Segmentation mask data:
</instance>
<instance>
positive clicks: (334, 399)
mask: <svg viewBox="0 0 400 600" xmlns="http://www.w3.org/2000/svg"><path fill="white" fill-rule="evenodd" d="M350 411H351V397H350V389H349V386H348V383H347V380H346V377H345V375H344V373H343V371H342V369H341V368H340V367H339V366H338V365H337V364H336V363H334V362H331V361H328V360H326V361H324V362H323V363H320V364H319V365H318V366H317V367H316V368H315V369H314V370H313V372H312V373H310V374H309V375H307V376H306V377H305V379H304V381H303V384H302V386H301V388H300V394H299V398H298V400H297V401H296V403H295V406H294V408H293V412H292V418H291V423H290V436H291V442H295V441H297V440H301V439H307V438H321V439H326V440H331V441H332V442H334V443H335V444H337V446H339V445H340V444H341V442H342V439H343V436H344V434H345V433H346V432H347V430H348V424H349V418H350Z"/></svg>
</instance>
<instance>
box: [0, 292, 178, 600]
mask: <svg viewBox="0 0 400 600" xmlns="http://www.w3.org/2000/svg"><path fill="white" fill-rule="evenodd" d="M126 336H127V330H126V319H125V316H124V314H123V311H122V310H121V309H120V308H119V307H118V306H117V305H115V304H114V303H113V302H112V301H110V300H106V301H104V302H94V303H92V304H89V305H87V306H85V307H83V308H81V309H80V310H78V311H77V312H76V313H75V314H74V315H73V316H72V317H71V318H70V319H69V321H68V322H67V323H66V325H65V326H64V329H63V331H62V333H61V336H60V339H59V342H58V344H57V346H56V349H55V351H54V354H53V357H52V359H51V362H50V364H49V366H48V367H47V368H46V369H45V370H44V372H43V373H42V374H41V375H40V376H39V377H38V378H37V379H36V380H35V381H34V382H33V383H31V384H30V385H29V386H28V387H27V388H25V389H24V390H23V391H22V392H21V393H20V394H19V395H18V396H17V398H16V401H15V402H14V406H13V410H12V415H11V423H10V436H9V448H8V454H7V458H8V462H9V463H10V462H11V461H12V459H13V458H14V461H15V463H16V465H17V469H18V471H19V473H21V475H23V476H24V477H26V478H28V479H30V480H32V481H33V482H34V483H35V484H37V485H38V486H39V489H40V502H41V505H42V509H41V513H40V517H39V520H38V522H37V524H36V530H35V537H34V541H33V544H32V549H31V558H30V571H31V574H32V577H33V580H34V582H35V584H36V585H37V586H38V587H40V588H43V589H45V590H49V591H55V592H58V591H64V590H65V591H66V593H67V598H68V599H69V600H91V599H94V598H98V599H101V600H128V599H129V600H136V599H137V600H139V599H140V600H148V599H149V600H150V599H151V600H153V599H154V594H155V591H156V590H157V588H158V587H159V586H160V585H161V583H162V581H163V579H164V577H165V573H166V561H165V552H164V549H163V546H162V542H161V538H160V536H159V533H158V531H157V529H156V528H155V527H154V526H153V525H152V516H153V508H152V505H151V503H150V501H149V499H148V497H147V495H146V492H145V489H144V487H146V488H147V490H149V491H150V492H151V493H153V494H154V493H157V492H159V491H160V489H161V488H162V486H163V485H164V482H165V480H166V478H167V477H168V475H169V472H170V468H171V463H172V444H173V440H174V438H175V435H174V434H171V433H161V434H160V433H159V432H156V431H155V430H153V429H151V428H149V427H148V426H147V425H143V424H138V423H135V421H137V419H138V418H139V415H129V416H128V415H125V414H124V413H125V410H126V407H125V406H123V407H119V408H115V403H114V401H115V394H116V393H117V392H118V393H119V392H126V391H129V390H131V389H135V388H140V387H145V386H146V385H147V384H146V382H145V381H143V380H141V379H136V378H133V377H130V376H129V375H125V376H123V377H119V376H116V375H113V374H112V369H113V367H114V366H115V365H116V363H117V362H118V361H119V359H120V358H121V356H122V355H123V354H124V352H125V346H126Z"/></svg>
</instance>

▸ **ABOUT THIS TASK**
Copy out the full set of records precisely, leaving nothing out.

▸ **ANSWER FOR THE TASK**
</instance>
<instance>
positive clicks: (334, 399)
mask: <svg viewBox="0 0 400 600" xmlns="http://www.w3.org/2000/svg"><path fill="white" fill-rule="evenodd" d="M350 411H351V397H350V389H349V386H348V383H347V380H346V377H345V375H344V373H343V371H342V369H341V368H340V367H339V366H338V365H337V364H336V363H334V362H331V361H328V360H326V361H324V362H323V363H320V364H319V365H318V366H317V367H316V368H315V369H314V370H313V372H312V373H310V374H309V375H307V376H306V377H305V379H304V381H303V384H302V386H301V388H300V394H299V398H298V400H297V401H296V403H295V406H294V408H293V412H292V418H291V423H290V436H291V442H295V441H297V440H301V439H307V438H321V439H326V440H331V441H332V442H334V443H335V444H337V446H339V445H340V444H341V442H342V439H343V436H344V434H345V433H346V432H347V430H348V424H349V418H350Z"/></svg>
</instance>
<instance>
box: [0, 292, 178, 600]
mask: <svg viewBox="0 0 400 600" xmlns="http://www.w3.org/2000/svg"><path fill="white" fill-rule="evenodd" d="M126 336H127V330H126V319H125V316H124V314H123V311H122V310H121V309H120V308H119V307H118V306H117V305H115V304H114V303H113V302H112V301H110V300H106V301H104V302H94V303H92V304H89V305H87V306H85V307H83V308H81V309H80V310H78V311H77V312H76V313H75V314H74V315H73V316H72V317H71V318H70V319H69V321H68V322H67V323H66V325H65V326H64V329H63V331H62V333H61V336H60V339H59V342H58V344H57V346H56V349H55V351H54V354H53V357H52V359H51V362H50V364H49V366H48V367H47V368H46V369H45V370H44V372H43V373H42V374H41V375H40V376H39V377H38V378H37V379H36V380H35V381H34V382H33V383H31V384H30V385H29V386H28V387H27V388H25V389H24V390H23V391H22V392H21V393H20V394H19V395H18V396H17V398H16V401H15V402H14V406H13V410H12V415H11V423H10V436H9V448H8V454H7V458H8V462H9V463H10V462H11V461H12V459H13V458H14V461H15V463H16V465H17V469H18V471H19V473H21V475H23V476H24V477H26V478H28V479H30V480H32V481H33V482H34V483H35V484H37V485H38V486H39V489H40V502H41V505H42V509H41V513H40V517H39V520H38V522H37V524H36V530H35V537H34V541H33V544H32V549H31V558H30V571H31V574H32V577H33V580H34V582H35V584H36V585H37V586H38V587H40V588H43V589H45V590H49V591H55V592H58V591H64V590H65V591H66V593H67V598H68V599H69V600H91V599H94V598H98V599H101V600H128V599H129V600H136V599H137V600H139V599H140V600H148V599H149V600H150V599H151V600H153V599H154V594H155V591H156V590H157V588H158V587H159V586H160V585H161V583H162V581H163V579H164V577H165V573H166V561H165V552H164V549H163V546H162V542H161V538H160V536H159V533H158V531H157V529H156V528H155V527H154V526H153V525H152V516H153V508H152V505H151V503H150V501H149V499H148V497H147V495H146V492H145V489H144V487H146V488H147V490H149V491H150V492H151V493H153V494H154V493H157V492H159V491H160V489H161V488H162V486H163V485H164V482H165V480H166V478H167V477H168V475H169V472H170V468H171V463H172V444H173V440H174V438H175V435H174V434H171V433H161V434H160V433H159V432H156V431H155V430H153V429H151V428H149V427H148V426H147V425H143V424H138V423H135V421H137V419H138V418H139V415H129V416H128V415H125V414H124V413H125V410H126V407H125V406H123V407H119V408H115V403H114V401H115V394H116V393H117V392H118V393H119V392H126V391H129V390H131V389H135V388H140V387H145V386H146V385H147V384H146V382H145V381H143V380H141V379H136V378H133V377H130V376H129V375H125V376H123V377H119V376H116V375H113V374H112V369H113V367H114V366H115V365H116V363H117V362H118V361H119V359H120V358H121V356H122V355H123V354H124V352H125V346H126Z"/></svg>
</instance>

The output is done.